_WHAT YOU WILL DO_: Once the line containing "Teacher note: have the class pick out the helmet" is located, output it and every line after it through the end of the records, exactly as written and nothing else.
========================================
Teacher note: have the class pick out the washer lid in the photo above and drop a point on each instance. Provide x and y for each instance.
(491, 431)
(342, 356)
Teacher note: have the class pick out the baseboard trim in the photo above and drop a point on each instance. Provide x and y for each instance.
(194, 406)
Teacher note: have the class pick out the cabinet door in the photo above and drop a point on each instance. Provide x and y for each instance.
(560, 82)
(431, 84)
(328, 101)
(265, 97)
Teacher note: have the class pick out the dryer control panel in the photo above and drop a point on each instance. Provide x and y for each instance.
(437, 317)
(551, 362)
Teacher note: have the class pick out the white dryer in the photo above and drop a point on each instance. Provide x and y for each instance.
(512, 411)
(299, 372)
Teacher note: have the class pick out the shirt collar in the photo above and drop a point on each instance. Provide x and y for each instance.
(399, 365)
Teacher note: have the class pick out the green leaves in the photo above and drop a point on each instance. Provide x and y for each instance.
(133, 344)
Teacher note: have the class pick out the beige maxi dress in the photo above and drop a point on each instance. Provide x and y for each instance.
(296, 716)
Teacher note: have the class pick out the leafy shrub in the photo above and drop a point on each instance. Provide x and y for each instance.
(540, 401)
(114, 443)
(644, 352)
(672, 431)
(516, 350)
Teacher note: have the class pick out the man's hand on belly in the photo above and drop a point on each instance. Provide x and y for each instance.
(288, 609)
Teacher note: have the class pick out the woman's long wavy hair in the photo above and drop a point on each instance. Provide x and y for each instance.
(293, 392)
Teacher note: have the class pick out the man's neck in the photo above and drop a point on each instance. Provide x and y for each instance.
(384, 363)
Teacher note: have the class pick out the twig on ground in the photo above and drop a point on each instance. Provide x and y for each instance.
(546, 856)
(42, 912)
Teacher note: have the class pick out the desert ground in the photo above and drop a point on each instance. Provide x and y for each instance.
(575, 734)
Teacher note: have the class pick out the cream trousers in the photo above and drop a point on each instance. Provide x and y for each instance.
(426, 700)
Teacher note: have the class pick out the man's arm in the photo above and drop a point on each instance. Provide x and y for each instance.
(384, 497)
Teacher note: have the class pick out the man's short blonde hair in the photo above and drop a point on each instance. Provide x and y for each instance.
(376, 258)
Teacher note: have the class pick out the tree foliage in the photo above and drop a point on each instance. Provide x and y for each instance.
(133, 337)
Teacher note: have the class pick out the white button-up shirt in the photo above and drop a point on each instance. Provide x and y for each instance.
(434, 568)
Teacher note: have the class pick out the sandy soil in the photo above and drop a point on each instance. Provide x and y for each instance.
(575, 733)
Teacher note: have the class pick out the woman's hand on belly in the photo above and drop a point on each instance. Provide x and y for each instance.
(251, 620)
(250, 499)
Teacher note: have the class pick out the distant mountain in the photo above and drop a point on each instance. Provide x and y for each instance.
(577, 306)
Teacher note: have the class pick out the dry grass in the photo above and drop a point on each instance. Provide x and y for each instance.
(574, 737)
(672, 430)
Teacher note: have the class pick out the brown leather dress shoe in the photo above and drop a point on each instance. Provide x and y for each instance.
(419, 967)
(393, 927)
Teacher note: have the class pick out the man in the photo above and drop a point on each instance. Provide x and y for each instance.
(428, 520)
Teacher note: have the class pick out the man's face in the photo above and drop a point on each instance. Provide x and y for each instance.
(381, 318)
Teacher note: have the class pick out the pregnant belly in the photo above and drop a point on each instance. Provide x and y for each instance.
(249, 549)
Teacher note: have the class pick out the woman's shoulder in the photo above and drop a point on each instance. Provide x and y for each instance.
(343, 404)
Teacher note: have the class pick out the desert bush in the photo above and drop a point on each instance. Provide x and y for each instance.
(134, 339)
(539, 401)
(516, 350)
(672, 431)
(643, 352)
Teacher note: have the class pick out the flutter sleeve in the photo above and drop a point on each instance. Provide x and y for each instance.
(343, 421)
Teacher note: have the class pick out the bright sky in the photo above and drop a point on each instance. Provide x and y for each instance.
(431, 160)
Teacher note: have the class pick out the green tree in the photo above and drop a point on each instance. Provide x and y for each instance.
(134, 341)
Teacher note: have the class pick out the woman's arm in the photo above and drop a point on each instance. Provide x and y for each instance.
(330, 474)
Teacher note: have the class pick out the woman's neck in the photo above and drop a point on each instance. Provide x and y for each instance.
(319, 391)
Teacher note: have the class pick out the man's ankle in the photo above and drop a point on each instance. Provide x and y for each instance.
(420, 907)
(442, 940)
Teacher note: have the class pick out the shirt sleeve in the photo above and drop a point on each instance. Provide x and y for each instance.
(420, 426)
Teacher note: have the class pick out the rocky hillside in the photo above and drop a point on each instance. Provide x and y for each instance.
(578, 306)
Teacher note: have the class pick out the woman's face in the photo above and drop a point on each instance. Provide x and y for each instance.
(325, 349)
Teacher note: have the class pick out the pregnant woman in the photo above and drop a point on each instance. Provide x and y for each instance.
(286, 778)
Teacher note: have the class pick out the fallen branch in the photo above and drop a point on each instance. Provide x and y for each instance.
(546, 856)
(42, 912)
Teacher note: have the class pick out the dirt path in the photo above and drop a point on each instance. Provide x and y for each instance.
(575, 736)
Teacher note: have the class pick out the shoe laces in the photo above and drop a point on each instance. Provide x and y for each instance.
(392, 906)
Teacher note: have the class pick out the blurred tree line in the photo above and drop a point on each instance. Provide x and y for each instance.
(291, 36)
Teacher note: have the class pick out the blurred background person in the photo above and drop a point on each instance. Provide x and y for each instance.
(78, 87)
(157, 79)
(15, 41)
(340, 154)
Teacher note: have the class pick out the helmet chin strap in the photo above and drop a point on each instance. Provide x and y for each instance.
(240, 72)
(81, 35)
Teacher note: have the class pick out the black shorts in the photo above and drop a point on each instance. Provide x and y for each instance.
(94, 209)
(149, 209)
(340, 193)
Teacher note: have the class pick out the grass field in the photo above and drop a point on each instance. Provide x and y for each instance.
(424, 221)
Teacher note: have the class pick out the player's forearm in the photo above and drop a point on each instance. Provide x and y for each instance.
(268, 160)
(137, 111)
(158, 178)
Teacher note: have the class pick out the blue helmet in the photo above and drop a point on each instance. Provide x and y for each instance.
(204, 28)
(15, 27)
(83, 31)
========================================
_ANSWER_:
Teacher note: have the class pick out the helmet chin strap in the photo above and drop a point on each instance. Provide x and y for each instance.
(240, 72)
(81, 35)
Teacher note: have the class pick out the black shorts in the photo above and drop a point on each instance. Provide x and y for each instance.
(94, 209)
(149, 209)
(340, 193)
Teacher note: have the class pick out the grass field in the photo above and drop a point on each instance. Provide x and y for each instance.
(424, 221)
Teacher note: have the class pick out the player's forearm in the photo above and drop a point on each instance. Provide x and y for each instance.
(268, 160)
(137, 111)
(158, 178)
Teacher note: have the class pick out the blue helmet in the photo above and drop a point on each instance. Provide x and y for each instance.
(204, 28)
(15, 27)
(83, 31)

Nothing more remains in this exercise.